The reasons why are simple. The MAX 8 is the most popular model of Boeing’s most popular commercial airliner, and in the aftermath of the crashes, all MAX 8s worldwide have been grounded. The grounding has put a halt to new production, cutting into Boeing’s deliveries – and its accounts receivable. On a positive note, the company has traced the source of the fault to a software flaw in the autopilot system and now has a fix ready for implementation, pending approval from Federal regulators.

That should give a boost to the stock, but Boeing made a hash out of the PR around the disasters. An article in Forbes argues that Boeing has failed at leadership – by failing to show that it cares about customer safety. The company appears to have pushed the MAX 8 into production too fast, without providing proper pilot training manuals for the autopilot. And we all know that launching a product too fast can lead to disaster – just look at Samsung’s Galaxy Fold, and the problems with its review models.

So, in addition to the reputation hit caused by the crash, Boeing is suffering from a PR own goal.

Strong on Fundamentals

The company has resources to meet these problems. Starting with the PR issue, Boeing’s fix for the autopilot software is in process of approval, and the company will be meeting with FAA and international regulatory officials on Friday, May 23. A successful outcome there will go a long way toward restoring faith in the company and its aircraft. In addition, Boeing’s other sources of revenue – support for older models, ongoing construction of wide-body airliners, defense contracts – have all continued unimpeded.

Baird analyst Peter Arment (Track Record & Ratings) points all of this out in his recent note on the stock. Focusing on the MAX 8, he says, “The path for the 737 MAX un-grounding [will] become more clear after the upcoming meeting on May 23 with the FAA and global regulators. The software fix is tracking to be certified within days with FAA regulatory approval taking the lead and other major global regulators set to approve shortly thereafter.”

Arment goes on to remind us of the obvious:’, once the fix is approved, Boeing will be free to resume production – and delivery – of the grounded airliner. He sees this happening in Q3 of this year, along with the resumption of revenues from the 737 MAX program. With that in mind, Arment gives Boeing a buy rating with a price target of $470, suggesting a healthy upside of 33%.

Future Plans

The 737 series, and the MAX 8 especially, are major revenue drivers for the Boeing, but the company has been developing plans for several years now on a new aircraft. Dubbed within Boeing as the ‘New Middle Market Aircraft,’ or NMA, and by the industry as the ‘797,’ the project aims to produce a replacement for aging 757 and 767 models.

* _INFORMATION SUPPLIED_:
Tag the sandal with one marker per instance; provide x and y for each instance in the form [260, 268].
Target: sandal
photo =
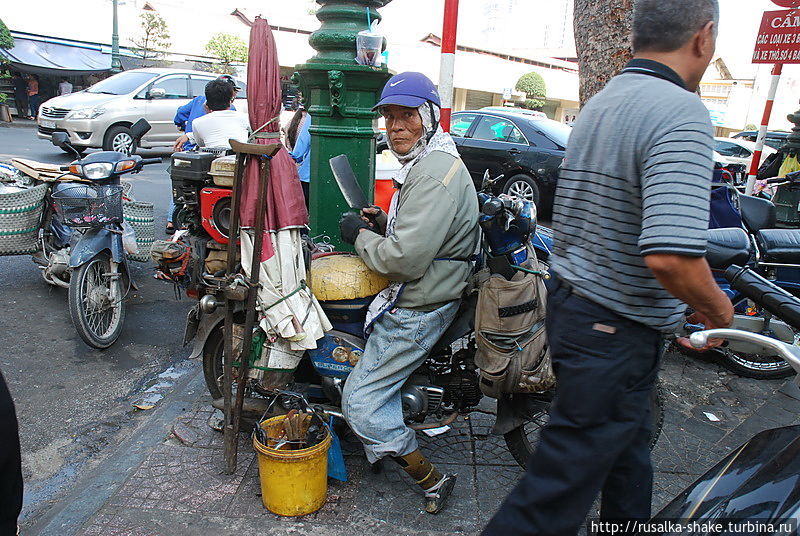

* _GIVEN EXERCISE 1_: From the Boeing article, extract the passage from "Arment goes on" to "and 767 models.".
* _GIVEN EXERCISE 2_:
Answer these from the Boeing article:
(a) On what date will Boeing meet with FAA and international regulatory officials?
(b) What price target does Peter Arment give Boeing?
(c) Which models is the NMA project meant to replace?

* _CORRECT RESPONSE 1_:
Arment goes on to remind us of the obvious:’, once the fix is approved, Boeing will be free to resume production – and delivery – of the grounded airliner. He sees this happening in Q3 of this year, along with the resumption of revenues from the 737 MAX program. With that in mind, Arment gives Boeing a buy rating with a price target of $470, suggesting a healthy upside of 33%.

Future Plans

The 737 series, and the MAX 8 especially, are major revenue drivers for the Boeing, but the company has been developing plans for several years now on a new aircraft. Dubbed within Boeing as the ‘New Middle Market Aircraft,’ or NMA, and by the industry as the ‘797,’ the project aims to produce a replacement for aging 757 and 767 models.

* _CORRECT RESPONSE 2_:
(a) Friday, May 23
(b) $470
(c) The aging 757 and 767 models